BEGIN DATA LINES

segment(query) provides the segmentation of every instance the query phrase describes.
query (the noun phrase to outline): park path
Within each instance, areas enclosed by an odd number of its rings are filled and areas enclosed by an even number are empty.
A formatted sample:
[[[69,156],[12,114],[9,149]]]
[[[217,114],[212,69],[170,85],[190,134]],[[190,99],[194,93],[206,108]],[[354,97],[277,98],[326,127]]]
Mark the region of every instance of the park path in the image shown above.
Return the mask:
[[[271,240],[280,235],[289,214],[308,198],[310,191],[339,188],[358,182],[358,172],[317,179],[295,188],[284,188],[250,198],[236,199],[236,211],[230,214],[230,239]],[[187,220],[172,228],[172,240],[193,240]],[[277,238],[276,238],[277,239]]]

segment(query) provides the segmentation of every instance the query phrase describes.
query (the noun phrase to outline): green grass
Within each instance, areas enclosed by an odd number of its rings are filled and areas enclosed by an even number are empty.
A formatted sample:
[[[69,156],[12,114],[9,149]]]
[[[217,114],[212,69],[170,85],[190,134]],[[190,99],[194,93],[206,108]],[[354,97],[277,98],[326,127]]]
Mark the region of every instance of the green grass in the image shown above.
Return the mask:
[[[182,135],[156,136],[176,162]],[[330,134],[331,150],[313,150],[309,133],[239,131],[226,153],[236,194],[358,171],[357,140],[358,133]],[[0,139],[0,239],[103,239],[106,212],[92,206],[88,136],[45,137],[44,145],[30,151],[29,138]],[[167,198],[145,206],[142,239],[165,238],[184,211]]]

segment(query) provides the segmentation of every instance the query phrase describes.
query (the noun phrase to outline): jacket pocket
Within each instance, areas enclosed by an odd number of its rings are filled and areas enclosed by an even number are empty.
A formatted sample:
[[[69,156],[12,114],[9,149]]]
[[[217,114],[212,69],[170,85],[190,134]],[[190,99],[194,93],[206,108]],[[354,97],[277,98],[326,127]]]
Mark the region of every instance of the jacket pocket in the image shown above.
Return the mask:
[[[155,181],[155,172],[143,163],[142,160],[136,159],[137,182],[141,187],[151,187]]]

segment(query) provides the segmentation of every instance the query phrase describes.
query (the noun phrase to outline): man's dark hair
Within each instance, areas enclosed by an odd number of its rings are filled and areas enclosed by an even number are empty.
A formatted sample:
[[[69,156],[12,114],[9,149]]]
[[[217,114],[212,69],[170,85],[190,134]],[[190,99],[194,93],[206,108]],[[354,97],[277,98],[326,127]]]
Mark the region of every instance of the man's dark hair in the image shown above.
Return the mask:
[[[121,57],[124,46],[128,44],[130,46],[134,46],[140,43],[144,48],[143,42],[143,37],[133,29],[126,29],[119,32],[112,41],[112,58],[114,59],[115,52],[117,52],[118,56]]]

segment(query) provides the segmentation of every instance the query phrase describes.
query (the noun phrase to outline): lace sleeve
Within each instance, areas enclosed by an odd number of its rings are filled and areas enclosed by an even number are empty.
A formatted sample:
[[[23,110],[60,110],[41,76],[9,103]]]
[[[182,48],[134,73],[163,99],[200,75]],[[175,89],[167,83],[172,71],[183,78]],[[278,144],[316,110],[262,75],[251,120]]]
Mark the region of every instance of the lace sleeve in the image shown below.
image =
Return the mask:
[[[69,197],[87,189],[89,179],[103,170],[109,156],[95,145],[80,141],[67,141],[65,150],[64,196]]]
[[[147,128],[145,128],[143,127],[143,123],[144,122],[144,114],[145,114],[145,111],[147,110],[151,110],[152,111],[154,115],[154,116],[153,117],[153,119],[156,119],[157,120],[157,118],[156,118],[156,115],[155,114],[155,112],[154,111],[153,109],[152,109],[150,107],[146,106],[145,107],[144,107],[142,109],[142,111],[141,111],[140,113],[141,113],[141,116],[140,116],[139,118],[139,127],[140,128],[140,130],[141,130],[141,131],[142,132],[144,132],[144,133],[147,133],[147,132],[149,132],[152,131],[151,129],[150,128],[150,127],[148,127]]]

END DATA LINES

■ WHAT IS BEING ASKED: Repeat each record exactly, leaving nothing out.

■ SOLUTION TO THIS EXERCISE:
segment(query) provides the segmentation of every instance the query phrase describes.
query (the noun phrase to outline): park path
Within each instance, areas enclosed by an odd number of its rings are filled and areas enclosed by an even number are empty.
A formatted sample:
[[[69,156],[12,114],[9,149]]]
[[[217,114],[212,69],[170,85],[190,134]],[[190,99],[194,93],[206,108]],[[354,97],[277,98],[326,127]]]
Mark the region of every instance of the park path in the image shown above.
Return the mask:
[[[271,240],[280,235],[289,214],[308,198],[310,191],[339,188],[358,182],[358,172],[317,179],[295,188],[284,188],[250,198],[236,199],[236,211],[230,214],[230,239]],[[187,220],[172,228],[172,240],[193,240]],[[277,238],[276,238],[277,239]]]

segment(query) provides the segmentation of every instance the query phrase describes.
query (the noun phrase to outline): green grass
Within each instance, areas enclosed by an odd number of its rings are filled and areas enclosed by an even number are empty.
A formatted sample:
[[[69,156],[12,114],[9,149]]]
[[[217,114],[212,69],[170,85],[190,134]],[[190,99],[194,93],[206,108]],[[354,97],[277,98],[326,127]]]
Mark the region of every instance of the green grass in the image shown above.
Return the mask:
[[[182,135],[156,136],[176,162]],[[330,134],[331,150],[313,150],[309,133],[239,131],[226,153],[236,194],[358,171],[357,140],[358,133]],[[0,139],[0,239],[103,239],[106,212],[92,206],[88,136],[45,137],[44,145],[30,151],[29,138]],[[167,198],[145,206],[142,239],[165,238],[184,211]]]

segment(query) provides the segmentation of every instance the query phrase describes.
query (the noun phrase to outline): jacket pocket
Within each instance, areas enclosed by an odd number of its rings are filled and areas enclosed by an even number are empty.
A formatted sample:
[[[69,156],[12,114],[9,149]]]
[[[217,114],[212,69],[170,85],[190,134]],[[190,99],[194,93],[206,108]],[[354,97],[277,98],[326,127]]]
Mark the region of every instance of the jacket pocket in the image shown above.
Return the mask:
[[[155,181],[155,172],[143,163],[142,160],[136,159],[137,182],[141,187],[151,187]]]

segment(query) provides the segmentation of every instance the query phrase describes.
query (the noun phrase to outline): man's dark hair
Within each instance, areas enclosed by an odd number of its rings are filled and areas enclosed by an even number are empty.
A formatted sample:
[[[69,156],[12,114],[9,149]]]
[[[217,114],[212,69],[170,85],[190,134]],[[190,99],[194,93],[206,108]],[[354,97],[277,98],[326,127]]]
Mark the region of every instance of the man's dark hair in the image shown above.
Return the mask:
[[[121,57],[124,46],[128,44],[130,46],[134,46],[140,43],[144,48],[143,42],[143,37],[133,29],[126,29],[119,32],[112,41],[112,58],[114,59],[115,52],[117,52],[118,56]]]

segment(query) provides the segmentation of every instance the query phrase describes.
query (the noun phrase to outline): lace sleeve
Within each instance, areas enclosed by an odd number of its rings are filled and areas enclosed by an even number are empty.
A formatted sample:
[[[23,110],[60,110],[41,76],[9,103]]]
[[[182,48],[134,73],[163,99],[200,75]],[[175,89],[167,83],[172,71],[183,78]],[[278,144],[316,110],[262,75],[251,120]]]
Mark the region of every instance of the lace sleeve in the image shown below.
image =
Return the mask:
[[[69,197],[87,189],[89,179],[103,170],[109,156],[95,145],[80,141],[67,141],[65,150],[64,196]]]
[[[147,128],[145,128],[143,127],[143,123],[144,122],[144,114],[145,114],[145,111],[147,110],[151,110],[152,111],[154,115],[154,116],[153,117],[153,119],[156,119],[157,120],[157,118],[156,118],[156,115],[155,114],[155,112],[154,111],[153,109],[152,109],[150,107],[146,106],[145,107],[144,107],[142,109],[142,111],[141,111],[140,113],[141,113],[141,116],[140,116],[139,118],[139,127],[140,128],[140,130],[141,130],[141,131],[142,132],[144,132],[144,133],[147,133],[147,132],[149,132],[152,131],[151,129],[150,128],[150,127],[148,127]]]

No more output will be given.